::: Document segment

Kenyan lawyer and politician (born 1948)

Mutula Kilonzo (2 July 1948 – 27 April 2013) was a Kenyan politician and Senior Counsel, who served as Minister of Education after having previously served as Minister for Nairobi Metropolitan and justice and constitutional affairs He belonged to the Orange Democratic Movement-Kenya (now Wiper Democratic Movement) and was elected to represent Makueni County as Senator in the 2013 general elections.

==Early life and education==
Kilonzo was born 2 July 1948 to Wilson Kilonzo Musembi and Mama Rhoda Koki Kilonzo. He was the second born. The young boy had to repeat class one for lack of fifteen shillings in school fees.

Kilonzo was educated at Mbooni Primary School and Machakos School before joining University of Dar es Salaam in 1969, graduating with a First Class Honours Degree in Law – the first in the East African region.

==Political career==

In the National Assembly of Kenya in the December 2007 parliamentary election. He was Minister for Nairobi Metropolitan Development until being appointed as Minister of Justice and constitutional affairs on 4 May 2009. He was the minister of education until April 2013 when the newly elected president was sworn in. He is on record for having controversially pushed for school girls not to be forced to wear "nun-like" skirts.

::::::

Revise the stretch of the Mutula Kilonzo biography from "Mutula Kilonzo (2" through "in school fees.", swapping "second born" for "second child". The lines that come next have no connection to the text.

::: Listed records

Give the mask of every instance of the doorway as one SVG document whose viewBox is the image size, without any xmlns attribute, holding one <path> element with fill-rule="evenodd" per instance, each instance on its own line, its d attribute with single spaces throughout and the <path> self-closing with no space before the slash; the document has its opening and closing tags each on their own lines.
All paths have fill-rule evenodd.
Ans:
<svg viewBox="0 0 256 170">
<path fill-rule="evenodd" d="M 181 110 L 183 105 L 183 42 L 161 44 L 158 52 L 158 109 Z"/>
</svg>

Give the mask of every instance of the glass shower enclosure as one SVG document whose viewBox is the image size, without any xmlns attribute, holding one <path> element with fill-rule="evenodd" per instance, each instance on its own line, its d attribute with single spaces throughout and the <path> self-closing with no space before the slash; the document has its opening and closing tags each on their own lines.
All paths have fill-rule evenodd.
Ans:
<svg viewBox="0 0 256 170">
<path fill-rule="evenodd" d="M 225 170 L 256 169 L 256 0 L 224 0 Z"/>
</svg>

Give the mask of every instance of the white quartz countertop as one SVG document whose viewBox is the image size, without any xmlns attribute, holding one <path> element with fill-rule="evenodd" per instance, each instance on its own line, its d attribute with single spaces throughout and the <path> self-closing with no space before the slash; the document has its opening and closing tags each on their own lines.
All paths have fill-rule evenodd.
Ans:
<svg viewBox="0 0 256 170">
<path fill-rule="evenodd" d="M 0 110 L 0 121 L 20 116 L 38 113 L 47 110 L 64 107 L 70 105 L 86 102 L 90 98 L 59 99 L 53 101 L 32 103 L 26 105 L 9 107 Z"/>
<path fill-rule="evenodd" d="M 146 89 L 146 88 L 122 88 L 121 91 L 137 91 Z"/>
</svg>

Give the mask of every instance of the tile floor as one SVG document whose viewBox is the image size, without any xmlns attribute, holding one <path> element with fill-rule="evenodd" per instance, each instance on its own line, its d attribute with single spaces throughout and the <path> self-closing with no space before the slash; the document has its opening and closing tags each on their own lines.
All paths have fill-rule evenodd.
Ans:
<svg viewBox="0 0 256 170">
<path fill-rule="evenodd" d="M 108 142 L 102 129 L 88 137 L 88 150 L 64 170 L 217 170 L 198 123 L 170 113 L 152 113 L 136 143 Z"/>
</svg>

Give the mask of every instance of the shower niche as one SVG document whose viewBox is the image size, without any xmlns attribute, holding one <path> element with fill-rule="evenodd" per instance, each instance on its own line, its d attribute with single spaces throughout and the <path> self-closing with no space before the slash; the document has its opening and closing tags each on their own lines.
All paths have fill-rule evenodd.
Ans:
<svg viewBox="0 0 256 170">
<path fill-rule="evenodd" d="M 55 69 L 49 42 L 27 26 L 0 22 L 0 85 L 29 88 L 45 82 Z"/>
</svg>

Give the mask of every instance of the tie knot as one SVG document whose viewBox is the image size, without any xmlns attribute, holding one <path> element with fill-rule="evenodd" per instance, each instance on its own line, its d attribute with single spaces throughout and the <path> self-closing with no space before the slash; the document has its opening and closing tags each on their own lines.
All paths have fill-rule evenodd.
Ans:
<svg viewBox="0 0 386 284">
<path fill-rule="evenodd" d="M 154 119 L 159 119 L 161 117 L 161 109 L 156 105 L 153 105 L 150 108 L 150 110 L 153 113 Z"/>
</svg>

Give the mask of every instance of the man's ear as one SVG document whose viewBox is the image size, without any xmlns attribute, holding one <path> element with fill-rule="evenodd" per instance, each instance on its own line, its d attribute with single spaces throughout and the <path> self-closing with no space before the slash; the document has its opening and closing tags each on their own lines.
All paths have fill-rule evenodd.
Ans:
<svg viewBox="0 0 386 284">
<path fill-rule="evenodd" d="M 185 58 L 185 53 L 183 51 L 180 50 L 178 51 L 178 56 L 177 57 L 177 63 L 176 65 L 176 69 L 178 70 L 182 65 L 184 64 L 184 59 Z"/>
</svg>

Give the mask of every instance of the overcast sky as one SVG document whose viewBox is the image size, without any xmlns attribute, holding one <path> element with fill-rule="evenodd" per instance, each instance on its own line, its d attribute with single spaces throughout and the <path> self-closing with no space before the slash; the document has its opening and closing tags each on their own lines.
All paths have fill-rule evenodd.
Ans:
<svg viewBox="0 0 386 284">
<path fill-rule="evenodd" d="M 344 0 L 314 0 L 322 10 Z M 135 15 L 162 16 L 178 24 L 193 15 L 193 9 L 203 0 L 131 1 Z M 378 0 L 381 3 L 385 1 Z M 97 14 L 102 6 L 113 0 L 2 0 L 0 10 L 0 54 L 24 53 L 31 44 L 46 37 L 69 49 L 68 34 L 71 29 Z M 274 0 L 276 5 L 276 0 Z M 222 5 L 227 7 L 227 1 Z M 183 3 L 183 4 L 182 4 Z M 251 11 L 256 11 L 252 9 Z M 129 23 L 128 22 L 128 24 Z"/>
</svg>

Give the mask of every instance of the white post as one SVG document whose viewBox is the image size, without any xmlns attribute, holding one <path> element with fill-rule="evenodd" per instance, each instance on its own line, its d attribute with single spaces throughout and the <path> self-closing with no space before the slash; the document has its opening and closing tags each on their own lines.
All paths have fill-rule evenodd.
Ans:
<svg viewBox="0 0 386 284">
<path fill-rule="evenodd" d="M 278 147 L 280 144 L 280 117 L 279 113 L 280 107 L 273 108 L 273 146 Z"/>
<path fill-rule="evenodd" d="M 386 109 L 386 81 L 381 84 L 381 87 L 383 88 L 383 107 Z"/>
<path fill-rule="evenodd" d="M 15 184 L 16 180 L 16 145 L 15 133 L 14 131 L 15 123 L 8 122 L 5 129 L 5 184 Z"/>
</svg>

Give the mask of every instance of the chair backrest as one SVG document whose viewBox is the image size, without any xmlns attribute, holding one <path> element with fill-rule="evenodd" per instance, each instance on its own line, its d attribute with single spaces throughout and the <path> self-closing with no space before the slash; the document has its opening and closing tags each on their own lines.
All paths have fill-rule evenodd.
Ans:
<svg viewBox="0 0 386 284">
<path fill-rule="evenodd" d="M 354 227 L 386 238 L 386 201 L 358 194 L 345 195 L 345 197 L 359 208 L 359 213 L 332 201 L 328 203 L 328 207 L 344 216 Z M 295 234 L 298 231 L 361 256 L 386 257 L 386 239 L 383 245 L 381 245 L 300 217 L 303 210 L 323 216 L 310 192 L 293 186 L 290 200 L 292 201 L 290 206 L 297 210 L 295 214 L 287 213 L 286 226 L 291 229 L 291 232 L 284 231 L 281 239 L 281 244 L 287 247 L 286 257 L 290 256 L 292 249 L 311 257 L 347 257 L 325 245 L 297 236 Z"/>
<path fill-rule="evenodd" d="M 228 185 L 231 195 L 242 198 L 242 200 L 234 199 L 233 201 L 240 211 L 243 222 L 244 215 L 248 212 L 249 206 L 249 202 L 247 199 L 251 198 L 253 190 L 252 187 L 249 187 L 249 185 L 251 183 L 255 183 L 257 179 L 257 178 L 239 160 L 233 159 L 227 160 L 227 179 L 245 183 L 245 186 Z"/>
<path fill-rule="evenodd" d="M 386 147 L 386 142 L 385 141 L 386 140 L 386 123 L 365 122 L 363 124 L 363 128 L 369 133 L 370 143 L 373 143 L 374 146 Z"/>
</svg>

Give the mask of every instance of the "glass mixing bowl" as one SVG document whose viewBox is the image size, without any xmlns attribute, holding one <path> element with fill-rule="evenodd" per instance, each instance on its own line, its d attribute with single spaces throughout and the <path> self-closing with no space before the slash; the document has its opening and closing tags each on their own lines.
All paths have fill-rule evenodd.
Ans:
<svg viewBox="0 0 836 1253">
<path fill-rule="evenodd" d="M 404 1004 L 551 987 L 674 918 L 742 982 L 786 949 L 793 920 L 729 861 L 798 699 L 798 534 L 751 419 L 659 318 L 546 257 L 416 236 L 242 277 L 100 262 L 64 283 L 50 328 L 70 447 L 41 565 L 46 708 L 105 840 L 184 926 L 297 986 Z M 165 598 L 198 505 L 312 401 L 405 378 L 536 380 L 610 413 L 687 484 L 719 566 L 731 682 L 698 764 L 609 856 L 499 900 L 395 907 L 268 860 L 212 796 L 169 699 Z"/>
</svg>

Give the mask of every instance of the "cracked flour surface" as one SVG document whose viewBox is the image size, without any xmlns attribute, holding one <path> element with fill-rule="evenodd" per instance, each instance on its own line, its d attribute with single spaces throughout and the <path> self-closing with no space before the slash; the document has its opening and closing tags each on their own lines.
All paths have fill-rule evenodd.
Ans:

::::::

### Result of this exercise
Mutula Kilonzo (2 July 1948 – 27 April 2013) was a Kenyan politician and Senior Counsel, who served as Minister of Education after having previously served as Minister for Nairobi Metropolitan and justice and constitutional affairs He belonged to the Orange Democratic Movement-Kenya (now Wiper Democratic Movement) and was elected to represent Makueni County as Senator in the 2013 general elections.

==Early life and education==
Kilonzo was born 2 July 1948 to Wilson Kilonzo Musembi and Mama Rhoda Koki Kilonzo. He was the second child. The young boy had to repeat class one for lack of fifteen shillings in school fees.